» PROBLEM TO WORK ON
Repeat exactly the lines from the one containing "point(127, 169)" through the last line of the records below, both included, and nothing else.

» DATA
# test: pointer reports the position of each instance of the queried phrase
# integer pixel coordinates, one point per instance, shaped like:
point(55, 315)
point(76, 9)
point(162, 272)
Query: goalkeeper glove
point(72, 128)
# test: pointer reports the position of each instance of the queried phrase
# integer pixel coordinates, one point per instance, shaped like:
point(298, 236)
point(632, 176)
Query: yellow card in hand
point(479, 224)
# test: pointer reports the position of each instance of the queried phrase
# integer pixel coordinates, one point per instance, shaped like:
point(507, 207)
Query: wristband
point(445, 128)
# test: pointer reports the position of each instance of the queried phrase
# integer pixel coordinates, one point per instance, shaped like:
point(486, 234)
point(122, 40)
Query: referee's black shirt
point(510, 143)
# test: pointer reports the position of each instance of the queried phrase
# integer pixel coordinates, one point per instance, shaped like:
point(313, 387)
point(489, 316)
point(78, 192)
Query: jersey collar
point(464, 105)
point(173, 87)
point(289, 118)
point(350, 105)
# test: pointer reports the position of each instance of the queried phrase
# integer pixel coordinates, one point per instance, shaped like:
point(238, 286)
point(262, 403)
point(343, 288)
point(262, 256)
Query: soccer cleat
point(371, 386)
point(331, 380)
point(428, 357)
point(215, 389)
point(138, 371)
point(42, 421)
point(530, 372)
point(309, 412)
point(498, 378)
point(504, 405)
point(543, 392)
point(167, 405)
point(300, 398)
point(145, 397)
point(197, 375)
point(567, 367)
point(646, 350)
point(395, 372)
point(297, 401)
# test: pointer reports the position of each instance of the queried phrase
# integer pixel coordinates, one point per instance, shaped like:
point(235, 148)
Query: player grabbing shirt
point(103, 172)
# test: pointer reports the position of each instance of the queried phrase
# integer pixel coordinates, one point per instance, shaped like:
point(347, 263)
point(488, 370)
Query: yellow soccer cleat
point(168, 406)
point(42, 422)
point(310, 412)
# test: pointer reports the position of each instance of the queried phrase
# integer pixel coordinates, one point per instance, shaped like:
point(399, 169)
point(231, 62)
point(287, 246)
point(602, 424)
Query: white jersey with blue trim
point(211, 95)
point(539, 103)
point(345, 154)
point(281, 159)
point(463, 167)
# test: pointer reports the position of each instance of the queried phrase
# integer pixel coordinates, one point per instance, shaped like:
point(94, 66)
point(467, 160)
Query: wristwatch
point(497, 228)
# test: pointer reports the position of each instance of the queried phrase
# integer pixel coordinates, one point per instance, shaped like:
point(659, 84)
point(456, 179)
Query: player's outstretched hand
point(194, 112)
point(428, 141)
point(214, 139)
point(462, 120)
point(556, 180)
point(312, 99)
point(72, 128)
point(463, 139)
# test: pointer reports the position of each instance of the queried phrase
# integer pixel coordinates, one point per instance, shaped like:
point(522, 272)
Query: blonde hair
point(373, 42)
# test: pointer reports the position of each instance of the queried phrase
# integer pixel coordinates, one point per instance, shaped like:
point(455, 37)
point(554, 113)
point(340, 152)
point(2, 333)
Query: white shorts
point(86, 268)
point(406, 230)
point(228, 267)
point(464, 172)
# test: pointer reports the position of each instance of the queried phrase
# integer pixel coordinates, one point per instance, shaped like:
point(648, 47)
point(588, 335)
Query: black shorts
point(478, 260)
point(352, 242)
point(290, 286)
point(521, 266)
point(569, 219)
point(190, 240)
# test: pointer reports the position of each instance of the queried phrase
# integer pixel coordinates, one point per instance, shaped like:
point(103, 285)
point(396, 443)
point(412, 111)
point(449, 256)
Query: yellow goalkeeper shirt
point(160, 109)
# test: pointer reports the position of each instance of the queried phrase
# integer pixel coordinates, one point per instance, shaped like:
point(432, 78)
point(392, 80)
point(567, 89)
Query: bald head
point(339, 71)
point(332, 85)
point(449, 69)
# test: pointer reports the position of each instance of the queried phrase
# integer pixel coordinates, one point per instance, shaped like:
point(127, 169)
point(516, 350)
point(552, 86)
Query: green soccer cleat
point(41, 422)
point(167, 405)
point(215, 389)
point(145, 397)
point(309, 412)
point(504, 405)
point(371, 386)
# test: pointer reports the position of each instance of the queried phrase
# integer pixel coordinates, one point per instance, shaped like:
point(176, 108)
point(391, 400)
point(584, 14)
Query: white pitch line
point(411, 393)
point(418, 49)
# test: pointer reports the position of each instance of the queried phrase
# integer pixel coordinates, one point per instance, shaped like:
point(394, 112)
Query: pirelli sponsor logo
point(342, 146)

» OUTPUT OF THE TASK
point(127, 169)
point(516, 350)
point(552, 86)
Query: green soccer cleat
point(41, 422)
point(167, 405)
point(215, 389)
point(145, 397)
point(309, 412)
point(504, 405)
point(371, 386)
# test: pointer reports the position of each instance of the queried phrase
# integer pixel coordinates, one point per instance, shaped like:
point(176, 108)
point(391, 400)
point(584, 14)
Query: white pitch line
point(411, 393)
point(418, 49)
# test: pointer reports the position of each instance of the queried phrase
# integer pixel coordinates, one point per instance, shaped like:
point(394, 112)
Query: pirelli sponsor logo
point(342, 146)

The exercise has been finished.